**EXTRACTED TEXT:**

▬▬▬▬▬▬

27001-27002-27003//37001-37002-37003. Introduction to Linguistics I, II, III (= Ling 20100-20200-20300/30100-30200-30300, SOSC 21700-21800-21900). PQ: Must be taken in sequence. This course is an introductory survey of methods, findings, and problems in areas of major interest within lin¬guistics and of the relationship of linguistics to other disciplines. Topics include the biological basis of language, basic notions of syntax, semantics, pragmatics, basic syntactic typology of language, phonetics, phonology, morphology, language acquisition, linguistic variation, and linguistic change. M. Silverstein. TuTh 1:30-2:50.

▬▬▬▬▬▬

**DATA TO EXAMINE:**
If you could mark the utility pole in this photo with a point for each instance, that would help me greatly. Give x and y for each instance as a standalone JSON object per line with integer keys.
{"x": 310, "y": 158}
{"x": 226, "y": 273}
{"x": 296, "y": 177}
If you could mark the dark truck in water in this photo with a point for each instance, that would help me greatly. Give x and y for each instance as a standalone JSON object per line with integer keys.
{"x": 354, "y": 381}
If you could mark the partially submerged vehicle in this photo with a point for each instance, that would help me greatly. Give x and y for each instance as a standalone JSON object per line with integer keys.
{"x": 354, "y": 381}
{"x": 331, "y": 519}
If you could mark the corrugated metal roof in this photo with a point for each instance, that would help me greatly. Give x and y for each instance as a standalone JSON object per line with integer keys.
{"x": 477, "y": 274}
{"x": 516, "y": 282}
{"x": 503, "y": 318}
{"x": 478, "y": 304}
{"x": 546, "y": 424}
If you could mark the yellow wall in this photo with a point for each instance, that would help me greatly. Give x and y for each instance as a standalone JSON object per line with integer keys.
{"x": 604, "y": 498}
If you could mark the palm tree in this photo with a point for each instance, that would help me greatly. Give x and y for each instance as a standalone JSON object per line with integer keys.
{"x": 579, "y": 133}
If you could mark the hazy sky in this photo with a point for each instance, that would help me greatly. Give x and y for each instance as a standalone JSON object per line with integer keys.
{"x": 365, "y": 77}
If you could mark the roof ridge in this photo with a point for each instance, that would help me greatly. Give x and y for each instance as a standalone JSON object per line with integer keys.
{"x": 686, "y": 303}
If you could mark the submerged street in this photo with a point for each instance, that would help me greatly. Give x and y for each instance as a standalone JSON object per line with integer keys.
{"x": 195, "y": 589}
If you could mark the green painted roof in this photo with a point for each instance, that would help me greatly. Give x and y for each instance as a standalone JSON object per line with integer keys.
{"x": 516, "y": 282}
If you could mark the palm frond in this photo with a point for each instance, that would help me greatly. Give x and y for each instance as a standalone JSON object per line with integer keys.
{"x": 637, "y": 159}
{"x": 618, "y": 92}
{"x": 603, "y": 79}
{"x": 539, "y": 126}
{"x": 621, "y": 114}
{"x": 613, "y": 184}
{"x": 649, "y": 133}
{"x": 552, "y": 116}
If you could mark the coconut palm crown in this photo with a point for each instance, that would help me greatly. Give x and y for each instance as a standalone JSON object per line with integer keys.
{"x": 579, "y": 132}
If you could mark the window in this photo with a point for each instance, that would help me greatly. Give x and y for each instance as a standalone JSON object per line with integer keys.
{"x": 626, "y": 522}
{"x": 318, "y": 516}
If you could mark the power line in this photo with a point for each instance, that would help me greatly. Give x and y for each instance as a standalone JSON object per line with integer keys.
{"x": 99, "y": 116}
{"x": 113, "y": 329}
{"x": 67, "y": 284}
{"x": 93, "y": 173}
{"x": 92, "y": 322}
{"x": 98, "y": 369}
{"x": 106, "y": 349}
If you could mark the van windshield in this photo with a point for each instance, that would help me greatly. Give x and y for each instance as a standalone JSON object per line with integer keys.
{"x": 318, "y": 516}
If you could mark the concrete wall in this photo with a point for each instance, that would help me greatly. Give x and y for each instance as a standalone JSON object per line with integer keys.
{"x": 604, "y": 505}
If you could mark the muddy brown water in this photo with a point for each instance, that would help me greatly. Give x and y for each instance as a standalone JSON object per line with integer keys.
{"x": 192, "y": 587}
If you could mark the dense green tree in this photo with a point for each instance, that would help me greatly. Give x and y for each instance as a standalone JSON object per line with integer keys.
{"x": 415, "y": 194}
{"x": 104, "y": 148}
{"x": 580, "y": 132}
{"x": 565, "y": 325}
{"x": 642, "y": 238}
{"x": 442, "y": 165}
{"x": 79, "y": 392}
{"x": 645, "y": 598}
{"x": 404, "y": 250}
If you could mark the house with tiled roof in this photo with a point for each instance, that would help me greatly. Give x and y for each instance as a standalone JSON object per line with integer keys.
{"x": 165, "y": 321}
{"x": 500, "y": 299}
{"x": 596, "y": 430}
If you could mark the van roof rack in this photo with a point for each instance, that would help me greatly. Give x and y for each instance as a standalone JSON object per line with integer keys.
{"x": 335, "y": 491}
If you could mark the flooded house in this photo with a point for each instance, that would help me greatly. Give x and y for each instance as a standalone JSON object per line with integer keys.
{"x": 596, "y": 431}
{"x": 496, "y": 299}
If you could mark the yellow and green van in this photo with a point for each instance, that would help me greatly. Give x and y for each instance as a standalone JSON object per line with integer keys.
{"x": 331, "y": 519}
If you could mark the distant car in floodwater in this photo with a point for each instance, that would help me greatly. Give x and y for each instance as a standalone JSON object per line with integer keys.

▬▬▬▬▬▬

**TASK INSTRUCTIONS:**
**a.** In the linguistics course listing, begin at the words "27001-27002-27003//37001-37002-37003. Introduction to" and stop after "Silverstein. TuTh 1:30-2:50.". Output that part word for word.
**b.** According to the linguistics course listing, who teaches the course?
**c.** Carry the linguistics course listing forward from its last line.

**ANSWERS BY TASK:**
**a.**
27001-27002-27003//37001-37002-37003. Introduction to Linguistics I, II, III (= Ling 20100-20200-20300/30100-30200-30300, SOSC 21700-21800-21900). PQ: Must be taken in sequence. This course is an introductory survey of methods, findings, and problems in areas of major interest within lin¬guistics and of the relationship of linguistics to other disciplines. Topics include the biological basis of language, basic notions of syntax, semantics, pragmatics, basic syntactic typology of language, phonetics, phonology, morphology, language acquisition, linguistic variation, and linguistic change. M. Silverstein. TuTh 1:30-2:50.

**b.** M. Silverstein.

**c.**
27610. Creation and Creativity (=BPRO 27600, SCTH 32540). PQ: Third- or fourth-year standing. This seminar will explore several creation stories from anthropological, literary, philosophical, and psychological perspectives. We will compare the accounts of the beginning in Genesis, Hesiod's Theogony, Ovid's Metamorphoses, Bhagavad Gita, the Maya's Popol Vuh, and other sources, including Native American ones. We will explore the ways cosmic creation has been imagined in world culture. Are there universals, and what is culturally specific? We will also try to delineate human literary creativity and ask questions about the relationship between individual creativity and the cultural myths of creation. Special attention will be paid to creation motifs such as, "chaos/order," "one/two creators", "beauty of creation/terror of destruction," and "creation from above/below," as well as to the carnal and erotic imagery of the creation accounts. We will consider at least one modern theory of the beginning of the universe. P. Friedrich, K. Mitova. Thurs 9:00-11:50.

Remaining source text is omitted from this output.